• **SELECTED PASSAGE**
[Begin]

Art Commission greenlights redesign for Maplewood Mall, suggests rework of Holocaust memorial changes

Despite some lingering questions, the Philadelphia Art Commission on Wednesday greenlighted plans to redesign Germantown’s Maplewood Mall, expressing enthusiasm for the community-approved concept, which echoes the location’s 19th century roots as a lumberyard.

When it formally opened in 1974, Maplewood Mall was hailed as an urban planning triumph — a walkable, commercial village wedged between two plazas in central Germantown. Two-story 19th century and redbrick row buildings carried the city’s traditional model of businesses on the ground level with residences on the upper floors. It was designed in the same vein of the Chestnut Street Transitway, said Matt Wysong, the City Planning Commission’s Northwest Philadelphia community planner.

But in the last 40 years, the mall lost a lot of its former bustle and charm. Prior to 1973, Maplewood Avenue used to be a single one-way street that allowed thru-traffic for the row of small businesses. Its closure didn’t exactly entice more customers. Today, about a quarter of its small stores are now vacant, despite residents living on the upper floors. The mall needs some infrastructural love as well. Tree roots have unearthed the concrete in areas. The paint is peeling. Bricks facades have gone unrepaired. Signage is dated.

Designs revealed Tuesday show an aesthetic makeover that also addresses some of the mall’s practical shortcomings.

“We looked at the site from a circulation standpoint,” said Michael Campbell, a project engineer from Whitman, Requardt & Associates. “We had originally looked at realigning the roadway and taking Maplewood Mall directly out to Greene Street. But after lots of talks with the community and residents of the mall, we decided to keep the general circulation pattern [as is].”

The two plazas on Greene Street and Germantown Avenue will be outfitted with brick walkways, low concrete benches, and updated lighting. The seasonal greenery was handpicked by the mall’s stakeholders with the help of Philly-based landscape architecture firm Ground Reconsidered. Those stump-sized bollards on the cartway off a W. Armat Street? They’ll be replaced with ones more visible from a car.

Parking turned out to be the sole source of debate among community members. Wysong said that the designs reflect a consensus. The rehabbed drive features four loading zones, and there will be small parking lots on either side of the mall.

Maplewood’s makeover is spurred on by a $3.3 million capital grant from the Commerce Department, which is co-backing the reconstruction alongside the Philadelphia Planning Commission, the Water Department, Parks and Recreation, the Streets Department, and the Department of Arts, Culture and Creative Economy.

In 2013, over the course of 12 meetings with community stakeholders and business owners, Maplewood Mall found its new image. Residents emphasized preserving the mall’s quaint character, its walkability, and aesthetics that express Germantown’s history. Campbell said they chose a redesign theme inspired by a 1870s lumberyard that once stood the mall’s location.

[End]

• **TASK REQUIREMENTS**
1. According to the Maplewood Mall article, how much is the Commerce Department capital grant that is driving the makeover?
2. Rewrite the stretch of the Maplewood Mall article from "But in the last" through "mall’s practical shortcomings.", replacing "vacant" with "empty".
3. Based on the Maplewood Mall article, why did the designers keep the mall's general circulation pattern instead of realigning the roadway out to Greene Street?

• **DATA PROVIDED**

[Begin]

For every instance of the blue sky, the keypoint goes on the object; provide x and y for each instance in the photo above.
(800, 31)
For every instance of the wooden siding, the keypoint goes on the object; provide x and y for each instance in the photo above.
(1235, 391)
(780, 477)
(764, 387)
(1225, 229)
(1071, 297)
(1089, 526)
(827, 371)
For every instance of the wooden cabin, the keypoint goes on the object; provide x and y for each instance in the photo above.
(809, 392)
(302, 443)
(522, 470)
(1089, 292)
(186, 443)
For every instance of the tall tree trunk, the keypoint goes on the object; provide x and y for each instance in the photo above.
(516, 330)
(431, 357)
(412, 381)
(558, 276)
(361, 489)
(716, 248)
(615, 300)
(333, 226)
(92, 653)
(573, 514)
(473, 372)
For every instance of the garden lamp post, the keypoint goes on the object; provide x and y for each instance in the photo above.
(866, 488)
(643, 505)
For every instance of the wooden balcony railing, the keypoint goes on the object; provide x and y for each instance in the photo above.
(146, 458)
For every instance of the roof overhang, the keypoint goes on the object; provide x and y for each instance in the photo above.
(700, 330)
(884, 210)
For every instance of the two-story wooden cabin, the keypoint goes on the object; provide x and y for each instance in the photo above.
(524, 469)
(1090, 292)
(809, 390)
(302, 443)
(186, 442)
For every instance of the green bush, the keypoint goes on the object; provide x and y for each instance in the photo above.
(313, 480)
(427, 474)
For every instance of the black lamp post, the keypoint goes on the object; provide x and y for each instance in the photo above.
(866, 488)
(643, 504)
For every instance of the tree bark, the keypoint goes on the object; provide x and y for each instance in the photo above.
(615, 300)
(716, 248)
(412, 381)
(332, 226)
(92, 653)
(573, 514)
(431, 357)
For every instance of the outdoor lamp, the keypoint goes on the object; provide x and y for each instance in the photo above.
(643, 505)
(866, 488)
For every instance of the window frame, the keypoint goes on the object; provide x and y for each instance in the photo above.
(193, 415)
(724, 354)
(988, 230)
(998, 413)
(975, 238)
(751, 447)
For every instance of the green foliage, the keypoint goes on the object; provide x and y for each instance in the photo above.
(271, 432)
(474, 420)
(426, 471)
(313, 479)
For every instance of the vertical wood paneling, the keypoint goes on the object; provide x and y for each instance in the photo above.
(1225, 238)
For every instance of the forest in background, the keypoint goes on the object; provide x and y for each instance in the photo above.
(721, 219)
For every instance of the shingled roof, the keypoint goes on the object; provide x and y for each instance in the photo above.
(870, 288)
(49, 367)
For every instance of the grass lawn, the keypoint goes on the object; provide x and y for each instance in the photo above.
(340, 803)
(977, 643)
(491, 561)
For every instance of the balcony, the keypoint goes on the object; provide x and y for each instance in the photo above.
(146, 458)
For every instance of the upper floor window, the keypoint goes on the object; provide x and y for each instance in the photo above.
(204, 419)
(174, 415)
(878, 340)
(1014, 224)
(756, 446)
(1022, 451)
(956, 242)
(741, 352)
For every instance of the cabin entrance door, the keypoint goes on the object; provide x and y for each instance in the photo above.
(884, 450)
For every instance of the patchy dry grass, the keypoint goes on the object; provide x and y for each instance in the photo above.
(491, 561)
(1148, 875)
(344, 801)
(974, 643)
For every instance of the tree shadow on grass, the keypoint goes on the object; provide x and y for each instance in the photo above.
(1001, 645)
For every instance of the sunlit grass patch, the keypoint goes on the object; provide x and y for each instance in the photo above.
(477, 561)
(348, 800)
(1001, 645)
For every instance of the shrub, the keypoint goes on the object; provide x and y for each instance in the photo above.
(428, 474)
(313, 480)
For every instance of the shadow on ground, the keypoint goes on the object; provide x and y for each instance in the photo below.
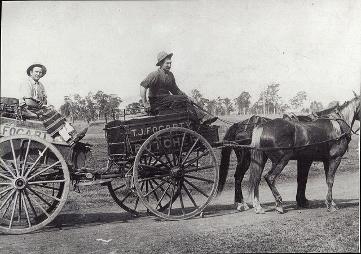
(220, 210)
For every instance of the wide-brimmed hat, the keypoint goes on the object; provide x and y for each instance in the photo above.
(36, 65)
(163, 55)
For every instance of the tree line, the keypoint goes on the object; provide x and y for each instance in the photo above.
(268, 102)
(99, 105)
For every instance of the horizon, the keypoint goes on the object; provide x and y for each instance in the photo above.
(219, 49)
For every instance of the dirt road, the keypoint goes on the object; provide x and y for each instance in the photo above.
(108, 229)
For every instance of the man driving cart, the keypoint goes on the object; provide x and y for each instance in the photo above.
(33, 104)
(164, 94)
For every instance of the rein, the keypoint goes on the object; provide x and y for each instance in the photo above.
(235, 144)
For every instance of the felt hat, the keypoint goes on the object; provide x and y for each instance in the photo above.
(36, 65)
(161, 56)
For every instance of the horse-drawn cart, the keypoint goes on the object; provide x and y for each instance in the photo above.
(165, 162)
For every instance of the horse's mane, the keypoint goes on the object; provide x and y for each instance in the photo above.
(327, 110)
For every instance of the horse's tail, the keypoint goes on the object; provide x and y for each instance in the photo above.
(257, 160)
(225, 156)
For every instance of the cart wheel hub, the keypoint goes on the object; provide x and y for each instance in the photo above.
(20, 183)
(176, 172)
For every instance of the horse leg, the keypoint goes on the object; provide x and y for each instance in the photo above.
(303, 167)
(242, 167)
(257, 169)
(271, 178)
(330, 170)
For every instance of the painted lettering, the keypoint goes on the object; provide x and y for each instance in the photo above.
(12, 131)
(19, 131)
(133, 131)
(5, 129)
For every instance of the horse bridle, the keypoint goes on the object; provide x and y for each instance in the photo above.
(357, 112)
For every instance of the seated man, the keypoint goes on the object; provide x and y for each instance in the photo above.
(33, 102)
(163, 92)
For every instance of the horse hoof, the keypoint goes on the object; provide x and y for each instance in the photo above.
(259, 210)
(242, 207)
(280, 210)
(303, 204)
(332, 209)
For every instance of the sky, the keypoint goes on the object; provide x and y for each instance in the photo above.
(220, 47)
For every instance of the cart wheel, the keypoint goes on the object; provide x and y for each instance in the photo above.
(180, 172)
(34, 183)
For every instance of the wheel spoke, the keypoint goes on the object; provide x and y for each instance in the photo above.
(26, 157)
(42, 171)
(136, 203)
(45, 194)
(26, 210)
(190, 151)
(6, 177)
(189, 195)
(162, 189)
(50, 181)
(5, 183)
(14, 157)
(153, 167)
(41, 208)
(4, 191)
(200, 178)
(153, 177)
(46, 187)
(14, 207)
(181, 148)
(40, 197)
(153, 189)
(171, 201)
(181, 199)
(198, 169)
(196, 188)
(31, 204)
(195, 159)
(164, 152)
(157, 159)
(121, 186)
(36, 161)
(20, 207)
(8, 169)
(126, 196)
(161, 198)
(7, 207)
(5, 201)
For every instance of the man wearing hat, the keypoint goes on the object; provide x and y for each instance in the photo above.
(33, 91)
(33, 101)
(163, 92)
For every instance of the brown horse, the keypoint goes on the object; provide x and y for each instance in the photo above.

[End]

• **EXERCISE ANSWERS**
1. $3.3 million.

2.
But in the last 40 years, the mall lost a lot of its former bustle and charm. Prior to 1973, Maplewood Avenue used to be a single one-way street that allowed thru-traffic for the row of small businesses. Its closure didn’t exactly entice more customers. Today, about a quarter of its small stores are now empty, despite residents living on the upper floors. The mall needs some infrastructural love as well. Tree roots have unearthed the concrete in areas. The paint is peeling. Bricks facades have gone unrepaired. Signage is dated.

Designs revealed Tuesday show an aesthetic makeover that also addresses some of the mall’s practical shortcomings.

3. The designers first considered realigning the roadway to take Maplewood Mall directly out to Greene Street. After many talks with the community and the mall's residents, they decided to keep the general circulation pattern as it is.